- _SHORT TASK_:
Reproduce every line of the listing below verbatim, with no additions, omissions, or alterations.

- _AVAILABLE RECORDS_:

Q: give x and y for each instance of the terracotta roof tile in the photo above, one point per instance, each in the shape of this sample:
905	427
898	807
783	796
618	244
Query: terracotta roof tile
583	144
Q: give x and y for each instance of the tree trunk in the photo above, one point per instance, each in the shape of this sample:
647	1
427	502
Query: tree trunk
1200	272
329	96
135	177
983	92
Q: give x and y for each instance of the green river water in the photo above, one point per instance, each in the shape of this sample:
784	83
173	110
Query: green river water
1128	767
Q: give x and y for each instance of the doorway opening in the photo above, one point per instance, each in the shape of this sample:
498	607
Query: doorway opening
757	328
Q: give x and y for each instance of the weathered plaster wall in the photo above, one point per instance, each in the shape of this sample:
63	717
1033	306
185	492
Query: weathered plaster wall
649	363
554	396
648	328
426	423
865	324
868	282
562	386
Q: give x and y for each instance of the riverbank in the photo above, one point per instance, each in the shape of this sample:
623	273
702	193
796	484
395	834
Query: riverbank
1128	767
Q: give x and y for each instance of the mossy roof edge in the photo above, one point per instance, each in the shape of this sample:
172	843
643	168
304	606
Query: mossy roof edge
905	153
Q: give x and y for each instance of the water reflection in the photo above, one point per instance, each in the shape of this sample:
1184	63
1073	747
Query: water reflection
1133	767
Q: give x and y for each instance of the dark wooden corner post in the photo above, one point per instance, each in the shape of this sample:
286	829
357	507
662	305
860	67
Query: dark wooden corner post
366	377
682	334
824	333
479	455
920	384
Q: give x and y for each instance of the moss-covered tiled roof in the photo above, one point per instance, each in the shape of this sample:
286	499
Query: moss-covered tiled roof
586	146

- _OUTPUT BELOW_:
Q: give x and y for each instance of the terracotta roof tile in the photo above, one point per instance, each in the shape of this sample:
905	427
898	807
783	796
618	244
Query: terracotta roof tile
583	144
Q: give x and y for each instance of the tree trunk in the photo above, one point per instance, each in the shape of this sample:
647	1
427	502
Query: tree trunk
1200	272
329	96
135	177
983	92
Q: give x and y for each instance of the green river water in the photo above, one point per instance, each in the shape of this sample:
784	83
173	110
Query: green river water
1128	767
Q: give x and y for each instance of the doorway opening in the photo above, one point per instance, each in the shape of this sample:
498	607
Query: doorway opening
757	328
Q: give x and y for each instance of the weathered plaster wall in the photo above, one point per instance, each in the shape of this sample:
63	717
1033	306
185	492
Query: weathered plaster wall
649	363
554	396
648	328
426	423
865	324
868	282
562	386
Q: give x and y for each instance of the riverbank in the photo above, one point per instance, each in the shape of this sample:
623	273
702	193
796	484
395	834
Query: riverbank
1128	767
Q: give x and y for each instance of the mossy roof edge in the photo above, one point per instance, each in the shape of this sample:
172	843
643	168
304	606
Query: mossy roof edge
905	153
Q: give x and y for each instance of the water reflection in the photo above, one point per instance, each in the shape of this sample:
1184	63
1073	747
Query: water reflection
1133	767
Q: give x and y for each instance of the dark wooden corner post in the photo above, one point per instance, each in the shape of this sample:
286	829
357	507
662	305
860	67
Query: dark wooden corner post
366	377
682	334
824	333
479	455
920	384
Q: give x and y for each instance of the moss-covered tiled roof in the photo above, one point per instance, each in the shape of this sample:
286	499
Query: moss-covered tiled roof
586	146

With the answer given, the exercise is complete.